(Supplied material Opens)

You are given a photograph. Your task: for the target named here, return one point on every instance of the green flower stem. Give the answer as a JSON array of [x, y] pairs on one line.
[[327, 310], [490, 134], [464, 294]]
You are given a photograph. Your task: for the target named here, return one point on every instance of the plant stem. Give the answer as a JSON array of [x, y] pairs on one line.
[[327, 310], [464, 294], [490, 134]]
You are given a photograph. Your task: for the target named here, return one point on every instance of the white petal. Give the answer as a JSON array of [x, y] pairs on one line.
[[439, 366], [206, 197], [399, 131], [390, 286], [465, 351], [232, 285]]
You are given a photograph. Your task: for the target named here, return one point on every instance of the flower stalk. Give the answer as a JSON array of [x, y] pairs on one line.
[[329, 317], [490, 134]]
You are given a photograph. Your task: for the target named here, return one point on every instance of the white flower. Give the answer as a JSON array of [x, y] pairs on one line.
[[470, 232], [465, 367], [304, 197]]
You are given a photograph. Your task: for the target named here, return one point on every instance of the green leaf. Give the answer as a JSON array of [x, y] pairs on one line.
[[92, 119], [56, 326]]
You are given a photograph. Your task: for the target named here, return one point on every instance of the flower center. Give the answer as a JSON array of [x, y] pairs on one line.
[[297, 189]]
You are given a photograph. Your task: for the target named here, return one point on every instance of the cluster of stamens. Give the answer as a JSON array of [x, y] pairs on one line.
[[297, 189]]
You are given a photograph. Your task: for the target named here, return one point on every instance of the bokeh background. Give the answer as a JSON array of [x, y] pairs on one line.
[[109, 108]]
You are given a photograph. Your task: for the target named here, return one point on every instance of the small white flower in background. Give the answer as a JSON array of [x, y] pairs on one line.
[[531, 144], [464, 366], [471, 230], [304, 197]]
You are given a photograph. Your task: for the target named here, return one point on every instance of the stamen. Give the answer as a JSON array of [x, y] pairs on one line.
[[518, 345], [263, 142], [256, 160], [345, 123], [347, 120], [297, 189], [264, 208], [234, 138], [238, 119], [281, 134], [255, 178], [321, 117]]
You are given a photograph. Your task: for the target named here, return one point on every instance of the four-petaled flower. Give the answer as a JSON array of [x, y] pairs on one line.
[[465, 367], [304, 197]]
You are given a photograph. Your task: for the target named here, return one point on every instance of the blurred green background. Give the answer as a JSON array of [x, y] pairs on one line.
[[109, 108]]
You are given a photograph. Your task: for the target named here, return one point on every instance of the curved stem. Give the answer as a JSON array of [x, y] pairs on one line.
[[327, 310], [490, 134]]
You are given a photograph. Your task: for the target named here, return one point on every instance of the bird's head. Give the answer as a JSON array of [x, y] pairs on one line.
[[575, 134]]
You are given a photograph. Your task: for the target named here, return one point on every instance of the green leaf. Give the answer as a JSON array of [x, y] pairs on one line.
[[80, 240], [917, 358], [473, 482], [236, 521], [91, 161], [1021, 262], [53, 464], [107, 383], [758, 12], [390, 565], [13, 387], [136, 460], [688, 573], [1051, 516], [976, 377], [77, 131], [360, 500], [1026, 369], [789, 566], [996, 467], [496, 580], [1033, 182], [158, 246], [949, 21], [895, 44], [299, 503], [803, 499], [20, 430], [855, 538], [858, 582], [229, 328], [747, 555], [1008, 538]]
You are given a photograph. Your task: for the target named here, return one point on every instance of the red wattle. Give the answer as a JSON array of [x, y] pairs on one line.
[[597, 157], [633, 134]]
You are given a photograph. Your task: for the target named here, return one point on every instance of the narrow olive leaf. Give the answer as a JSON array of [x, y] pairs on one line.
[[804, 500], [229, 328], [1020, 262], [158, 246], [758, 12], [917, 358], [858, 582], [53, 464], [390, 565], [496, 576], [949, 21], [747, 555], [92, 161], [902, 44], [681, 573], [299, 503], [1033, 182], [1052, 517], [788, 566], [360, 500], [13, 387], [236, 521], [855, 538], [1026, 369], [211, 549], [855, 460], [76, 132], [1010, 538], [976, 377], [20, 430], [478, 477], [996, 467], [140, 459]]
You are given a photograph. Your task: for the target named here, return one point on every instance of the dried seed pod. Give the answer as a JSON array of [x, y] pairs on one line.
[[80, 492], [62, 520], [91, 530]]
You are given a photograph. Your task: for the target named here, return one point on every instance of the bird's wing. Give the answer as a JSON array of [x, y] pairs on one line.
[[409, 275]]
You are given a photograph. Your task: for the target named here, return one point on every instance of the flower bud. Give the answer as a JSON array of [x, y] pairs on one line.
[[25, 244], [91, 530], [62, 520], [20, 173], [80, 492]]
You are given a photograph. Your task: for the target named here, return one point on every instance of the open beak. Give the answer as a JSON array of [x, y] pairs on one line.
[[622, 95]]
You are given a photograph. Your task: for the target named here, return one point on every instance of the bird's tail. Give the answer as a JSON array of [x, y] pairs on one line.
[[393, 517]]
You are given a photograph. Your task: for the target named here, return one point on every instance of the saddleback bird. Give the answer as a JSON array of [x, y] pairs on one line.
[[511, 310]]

(Supplied material Closes)

# Problem description
Output the entries exactly.

# Task response
You are given a photograph. Your task: for the target named here, return one point on every instance of the green flower stem. Give the answer as a JSON array of [x, y] pairs on one line.
[[327, 310], [490, 134], [464, 294]]
You are given a photograph. Your task: for the target named here, return one point on every instance of the plant stem. Give the answer as a JSON array of [x, y] pairs on one line.
[[327, 310], [464, 294], [490, 134]]
You are given a photograph. Your task: for the target named here, return one point on every instance of the white petal. Give the answer as a JSON array of [x, y] pairs on one line.
[[439, 366], [206, 197], [399, 131], [390, 286], [465, 351], [232, 285]]
You are given a photograph. Your task: for the target named here, return one point on every instance of the flower stalk. Give the answer as a JSON array of [x, y] pairs on one line.
[[329, 317], [490, 134]]
You are given a photograph. Your task: for the target named here, return one point on every instance of the white flower. Give the answer as a JSON array of [x, y] pairs on one line.
[[470, 232], [465, 367], [304, 197]]
You are given a photograph. Your task: for the target named here, return one point on every instance of the green leaf. Give the answer as a JSON array of [x, y] pairs on one line.
[[92, 119], [56, 326]]
You are given a photograph. Your task: for the target named here, return one point on every instance of the flower center. Give the answer as a JSON array of [x, y] pairs on one line.
[[297, 189]]
You are given a photograph. Your task: for the target named here, return one point on every instance of the cluster of stamens. Give the answer as a JSON array of [x, y] pairs on one line.
[[297, 189]]
You are given a photograph. Your task: for the target named here, return one point on every instance of the bokeh background. Give the answer as a JSON array of [x, y] pairs on one line.
[[109, 108]]
You are given a photograph. Your task: for the target named here, return one point on every instance of the small white flower in background. Give the answer as a JSON array of [x, y] pairs on one line.
[[531, 144], [464, 366], [471, 230], [304, 197]]
You are given a photograph. Your task: for the target named here, return one point on every instance of the stamen. Give the answer as a JSON array of [x, y] pairs on one line.
[[518, 345], [263, 142], [256, 160], [345, 123], [347, 120], [297, 189], [264, 208], [234, 138], [238, 119], [281, 134], [255, 178], [321, 117]]
You are given a photograph. Your task: for the target named here, return one point on every instance of the four-petaled flower. Give the answer as a JSON array of [x, y] pairs on one line.
[[465, 367], [304, 197]]
You are given a photograph. Your task: for the target named here, return one point on every instance of the blurred green background. Give the answer as a JSON array of [x, y] pairs on one line.
[[109, 108]]
You are given a photograph. Your task: for the target named here, return one point on every instance of the curved stem. Give the answer as a JSON array of [x, y] pairs on one line.
[[327, 310], [490, 134]]
You are given a photograph. Your task: for the target named here, return one point on every instance of the bird's head. Give the answer as a JSON array of [x, y] pairs on one line.
[[575, 134]]
You are given a photograph. Your task: for the target named here, return one point on every instance of the green leaf. Give the answer as a JSON array of [x, y] pairs on one line.
[[80, 240], [917, 358], [473, 482], [236, 521], [91, 161], [1021, 262], [53, 464], [107, 383], [758, 12], [390, 565], [13, 387], [136, 460], [688, 573], [1051, 516], [976, 377], [77, 131], [360, 500], [1026, 369], [789, 566], [996, 467], [496, 580], [1033, 182], [158, 246], [949, 21], [895, 44], [299, 503], [803, 499], [20, 430], [855, 538], [858, 582], [229, 328], [747, 555], [1008, 538]]
You are given a photograph. Your task: for the target named here, return one point on every instance of the red wattle. Give the answer as a JSON array of [x, y] pairs on one line.
[[597, 157], [633, 134]]
You are given a photograph. Your task: for the target named here, return one point on every instance of the narrow olive leaf. Give the answer as a JSON array of [x, y] pairs on one line.
[[804, 500], [229, 328], [1020, 262], [158, 246], [758, 12], [917, 358], [858, 582], [53, 464], [390, 565], [496, 576], [949, 21], [747, 555], [92, 161], [902, 44], [681, 573], [299, 503], [1033, 182], [1052, 517], [788, 566], [360, 500], [13, 387], [236, 521], [855, 538], [1026, 369], [211, 549], [855, 460], [76, 132], [1010, 538], [976, 377], [20, 430], [478, 477], [996, 467], [140, 459]]
You are given a photograph. Your task: for the target named here, return one point on every instance of the dried seed pod. Give the answer as a JSON array of [x, y] pairs on one line.
[[80, 492], [62, 520], [91, 530]]
You are given a photograph. Your task: for the target named here, return one point on every instance of the bird's wing. Give the answer as a JSON array of [x, y] pairs on one line.
[[409, 275]]
You are given a photograph. Your task: for the target named here, return one point on every instance of the flower bud. Give the answer as a JSON array of [x, y] pairs on one line.
[[25, 244], [91, 530], [62, 520], [20, 173], [80, 492]]
You are given a photograph. Your task: for the target named here, return one point on every instance of the open beak. Give the answer as a JSON array of [x, y] pairs on one line.
[[622, 95]]
You are given a photograph. Your task: for the target named here, return one point on every instance of the bird's tail. Give the answer as a JSON array of [x, y] pairs on one line.
[[393, 517]]
You are given a photograph. Your task: for the target named here, return one point on every instance of the saddleback bird. Give the answer as a JSON array of [x, y] pairs on one line.
[[511, 310]]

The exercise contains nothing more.